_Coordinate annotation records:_
====

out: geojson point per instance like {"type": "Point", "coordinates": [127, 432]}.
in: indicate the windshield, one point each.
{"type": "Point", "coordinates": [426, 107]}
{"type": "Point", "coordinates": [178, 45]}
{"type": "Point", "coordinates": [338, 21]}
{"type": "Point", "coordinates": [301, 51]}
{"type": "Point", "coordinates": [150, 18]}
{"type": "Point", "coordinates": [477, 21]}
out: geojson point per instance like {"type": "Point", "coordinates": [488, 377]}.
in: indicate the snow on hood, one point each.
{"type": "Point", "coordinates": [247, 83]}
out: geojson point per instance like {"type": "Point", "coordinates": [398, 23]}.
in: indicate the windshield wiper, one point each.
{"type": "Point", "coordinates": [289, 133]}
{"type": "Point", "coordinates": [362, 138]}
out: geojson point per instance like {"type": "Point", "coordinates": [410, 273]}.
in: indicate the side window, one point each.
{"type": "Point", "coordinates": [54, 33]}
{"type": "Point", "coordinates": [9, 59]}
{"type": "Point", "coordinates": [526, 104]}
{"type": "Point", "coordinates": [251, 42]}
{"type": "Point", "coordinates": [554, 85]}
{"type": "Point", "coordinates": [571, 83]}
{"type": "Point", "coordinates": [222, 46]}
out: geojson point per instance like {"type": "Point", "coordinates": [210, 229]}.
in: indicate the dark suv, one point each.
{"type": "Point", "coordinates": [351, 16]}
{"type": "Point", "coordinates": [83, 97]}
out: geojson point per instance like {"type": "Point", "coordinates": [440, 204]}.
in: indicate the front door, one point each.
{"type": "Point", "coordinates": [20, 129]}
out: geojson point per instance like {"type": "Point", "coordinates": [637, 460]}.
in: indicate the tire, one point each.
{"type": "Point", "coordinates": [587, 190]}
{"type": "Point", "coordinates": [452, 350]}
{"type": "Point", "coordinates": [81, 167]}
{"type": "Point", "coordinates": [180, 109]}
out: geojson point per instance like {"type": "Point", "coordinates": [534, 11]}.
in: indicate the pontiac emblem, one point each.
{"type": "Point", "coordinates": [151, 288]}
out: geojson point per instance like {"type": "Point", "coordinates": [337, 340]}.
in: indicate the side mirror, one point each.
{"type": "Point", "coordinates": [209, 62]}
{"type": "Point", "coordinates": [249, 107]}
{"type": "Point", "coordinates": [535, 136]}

====

_Set task:_ Gather every line of the data above that contains the string "indicate", and copy each one in full. Case counts.

_Full response:_
in: indicate the windshield, one point each.
in: indicate the snow on hood, one point each.
in: indicate the windshield wiper, one point each.
in: indicate the side window, one point each.
in: indicate the dark suv, one point each.
in: indicate the front door, one point each.
in: indicate the tire, one point each.
in: indicate the pontiac emblem, one point each.
in: indicate the side mirror, one point each.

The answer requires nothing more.